[Supplied text]
Israel and Jordan are involved in a diplomatic standoff after an Israeli guard reportedly shot dead a Jordanian attacker near the embassy in Amman.
Jordanian police want to question the guard and have sealed off the area, but Israel says he has diplomatic immunity.
A second Jordanian hit by the gunfire died in hospital. Israel says he was inadvertently shot.
It is one of the most serious incidents between the two countries since they signed a peace treaty in 1994.
Israel's foreign ministry said one of the Jordanians stabbed the security officer from behind inside a residential building adjacent to the embassy where he had gone to install some furniture.
The suspected attacker was named in local media as Mohammed Zakaria al-Jawawdeh, a 17-year-old carpenter.
The second Jordanian, who later died, was the building's landlord.
All three were taken to hospital and the guard is believed to have returned to the embassy compound following treatment.
Jordanian authorities are investigating and have sealed off the area around the heavily protected embassy in the Rabiyeh neighbourhood, an affluent part of Jordan's capital.
Unconfirmed reports in Israeli media say Jordan is not allowing the guard to leave the country and that Israel has confined embassy staff to the compound.
Israel's foreign ministry said that under the 1961 Vienna Convention, the security guard has immunity from investigation and detention.
[/Supplied text]
[Listed entries]
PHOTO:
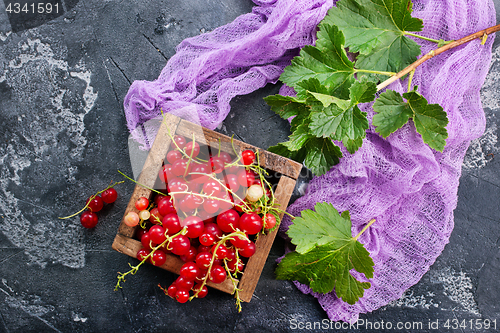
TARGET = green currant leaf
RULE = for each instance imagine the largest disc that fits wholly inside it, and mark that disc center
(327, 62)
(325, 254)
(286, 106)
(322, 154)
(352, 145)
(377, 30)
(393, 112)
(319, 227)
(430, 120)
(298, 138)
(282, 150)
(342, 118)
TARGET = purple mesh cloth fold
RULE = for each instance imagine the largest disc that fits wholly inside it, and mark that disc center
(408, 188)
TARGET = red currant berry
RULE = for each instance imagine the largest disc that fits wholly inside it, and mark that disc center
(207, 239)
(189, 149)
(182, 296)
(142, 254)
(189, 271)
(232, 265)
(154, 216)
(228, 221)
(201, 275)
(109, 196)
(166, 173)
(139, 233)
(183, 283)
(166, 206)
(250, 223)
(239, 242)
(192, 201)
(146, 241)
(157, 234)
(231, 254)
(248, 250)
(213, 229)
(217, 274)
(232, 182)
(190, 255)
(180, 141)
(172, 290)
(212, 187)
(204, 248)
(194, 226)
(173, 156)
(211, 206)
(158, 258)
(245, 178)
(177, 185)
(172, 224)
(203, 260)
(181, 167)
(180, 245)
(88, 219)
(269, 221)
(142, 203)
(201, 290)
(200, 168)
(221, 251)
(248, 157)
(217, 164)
[/Listed entries]
Complete the following ->
a) In the report on the Amman embassy shooting, recast the paragraph beginning "Jordanian police want to question the guard" as a short list that keeps its main facts.
b) Substitute "embassy guard" for "security officer" in the report on the Amman embassy shooting, starting at "Israel's foreign ministry said one" and ending at "install some furniture.".
c) Pick up the report on the Amman embassy shooting from where it stops and continue it.

Answers to the exercise ->
a)
- Jordanian police want to question the guard.
- They have sealed off the area.
- Israel says the guard has diplomatic immunity.

b)
Israel's foreign ministry said one of the Jordanians stabbed the embassy guard from behind inside a residential building adjacent to the embassy where he had gone to install some furniture.

c)
Israeli Prime Minister Benjamin Netanyahu spoke to Israel's ambassador to Jordan, Eynat Schlein, following the incident on Sunday night. Discussions are also under way between Israeli and Jordanian authorities to try to resolve the matter.
Holy site anger
The incident comes at a time of heightened tension in the region over a Jerusalem holy site, where Jordan has an historical role as custodian.
On Friday, thousands of Jordanians protested in Amman against the installation by Israel of metal detectors outside the East Jerusalem site sacred to both Muslims and Jews.
Jordan, which occupied East Jerusalem from 1949 to 1967, funds the upkeep of the site, which is known to Muslims as Haram al-Sharif and Jews as the Temple Mount, and runs the Waqf, the religious trust which administers the compound.
Tensions between Israelis and Palestinians over the site have surged in recent days in response to the metal detectors, which were put in place following the killing nearby of two Israeli policemen.
Security cameras have now also been installed at a gateway leading to the site.